● **Directive 1**
Report every line of the records below that contains the string "baseboard", and note that case counts.

● **Extract to read**

*****

You already told me that another hardware has much less budget than 4 seconds.
How is timestamp reconstruction done there? Is there any code which I should
reuse?

> By the way, what about the name ksz9477_tstamp_reconstruct?
it's ok.

> I don't exactly understand where does the "tstamp_to_clock" name come
> from.
Invented by me. The function "converts" a time stamp into the "clock" time. 
But "reconstruct" fits better than "convert".

> 
> > +
> > +static void ksz9477_rcv_timestamp(struct sk_buff *skb, u8 *tag,
> > +				  struct net_device *dev, unsigned int port)

*****

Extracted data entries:
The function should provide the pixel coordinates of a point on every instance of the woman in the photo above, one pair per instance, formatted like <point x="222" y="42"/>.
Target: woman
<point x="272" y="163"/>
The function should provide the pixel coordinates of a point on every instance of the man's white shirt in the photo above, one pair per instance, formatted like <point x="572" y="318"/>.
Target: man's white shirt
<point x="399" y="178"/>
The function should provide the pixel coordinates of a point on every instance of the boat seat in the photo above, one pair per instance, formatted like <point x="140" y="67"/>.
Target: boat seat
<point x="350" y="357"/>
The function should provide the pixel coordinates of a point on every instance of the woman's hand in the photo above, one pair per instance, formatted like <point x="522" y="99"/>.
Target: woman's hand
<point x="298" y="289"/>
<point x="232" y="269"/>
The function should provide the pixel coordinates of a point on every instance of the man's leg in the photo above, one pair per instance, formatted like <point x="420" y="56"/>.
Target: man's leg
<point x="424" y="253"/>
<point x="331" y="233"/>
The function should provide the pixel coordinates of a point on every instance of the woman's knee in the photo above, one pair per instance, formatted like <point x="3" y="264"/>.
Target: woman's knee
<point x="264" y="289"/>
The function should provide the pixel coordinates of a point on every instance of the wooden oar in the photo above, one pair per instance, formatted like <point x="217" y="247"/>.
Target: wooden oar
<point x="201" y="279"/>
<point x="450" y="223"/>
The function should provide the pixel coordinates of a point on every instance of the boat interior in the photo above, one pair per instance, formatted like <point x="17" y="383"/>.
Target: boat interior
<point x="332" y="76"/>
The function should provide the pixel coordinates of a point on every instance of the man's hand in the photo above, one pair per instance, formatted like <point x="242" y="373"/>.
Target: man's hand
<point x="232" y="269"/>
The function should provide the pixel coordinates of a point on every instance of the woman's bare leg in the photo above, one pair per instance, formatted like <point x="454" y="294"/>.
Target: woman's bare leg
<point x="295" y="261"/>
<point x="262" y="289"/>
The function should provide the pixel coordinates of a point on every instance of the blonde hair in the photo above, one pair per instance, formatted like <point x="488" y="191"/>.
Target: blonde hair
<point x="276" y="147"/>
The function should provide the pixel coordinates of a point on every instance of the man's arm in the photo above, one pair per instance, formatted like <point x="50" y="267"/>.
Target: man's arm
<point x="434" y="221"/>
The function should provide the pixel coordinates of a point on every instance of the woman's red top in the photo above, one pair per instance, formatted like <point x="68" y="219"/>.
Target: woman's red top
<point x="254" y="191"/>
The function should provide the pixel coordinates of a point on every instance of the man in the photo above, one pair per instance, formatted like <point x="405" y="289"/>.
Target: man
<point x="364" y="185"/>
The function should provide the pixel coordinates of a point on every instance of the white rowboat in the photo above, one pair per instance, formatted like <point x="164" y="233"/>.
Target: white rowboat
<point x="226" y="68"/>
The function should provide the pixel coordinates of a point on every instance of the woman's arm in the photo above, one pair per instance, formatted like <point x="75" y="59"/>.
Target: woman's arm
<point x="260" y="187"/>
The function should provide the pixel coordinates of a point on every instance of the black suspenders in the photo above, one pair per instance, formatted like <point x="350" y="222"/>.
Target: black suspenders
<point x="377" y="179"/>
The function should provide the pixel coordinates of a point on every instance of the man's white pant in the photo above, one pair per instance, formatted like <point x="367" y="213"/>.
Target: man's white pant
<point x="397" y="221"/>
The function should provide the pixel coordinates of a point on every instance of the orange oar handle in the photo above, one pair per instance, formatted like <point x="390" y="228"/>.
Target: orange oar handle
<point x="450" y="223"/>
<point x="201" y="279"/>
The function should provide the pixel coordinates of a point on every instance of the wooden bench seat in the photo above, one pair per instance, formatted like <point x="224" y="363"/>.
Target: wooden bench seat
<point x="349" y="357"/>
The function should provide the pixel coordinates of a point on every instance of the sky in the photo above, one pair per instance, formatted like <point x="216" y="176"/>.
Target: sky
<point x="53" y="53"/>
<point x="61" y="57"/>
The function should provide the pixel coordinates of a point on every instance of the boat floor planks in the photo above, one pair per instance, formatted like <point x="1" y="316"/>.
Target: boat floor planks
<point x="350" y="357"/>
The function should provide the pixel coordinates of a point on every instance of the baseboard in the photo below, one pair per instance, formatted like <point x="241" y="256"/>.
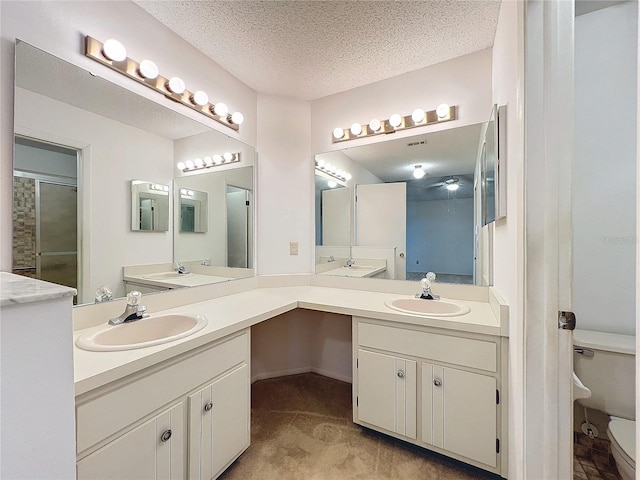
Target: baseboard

*****

● **Directive 2**
From the thread excerpt above, write out the passage that opens with the words "Invented by me." and closes with "unsigned int port)", replacing "function" with "routine" throughout.

● **Complete output 1**
The function should provide the pixel coordinates of a point on every instance of the baseboard in the photo below, one pair per instance, formatted like <point x="241" y="256"/>.
Target: baseboard

● **Complete output 2**
Invented by me. The routine "converts" a time stamp into the "clock" time. 
But "reconstruct" fits better than "convert".

> 
> > +
> > +static void ksz9477_rcv_timestamp(struct sk_buff *skb, u8 *tag,
> > +				  struct net_device *dev, unsigned int port)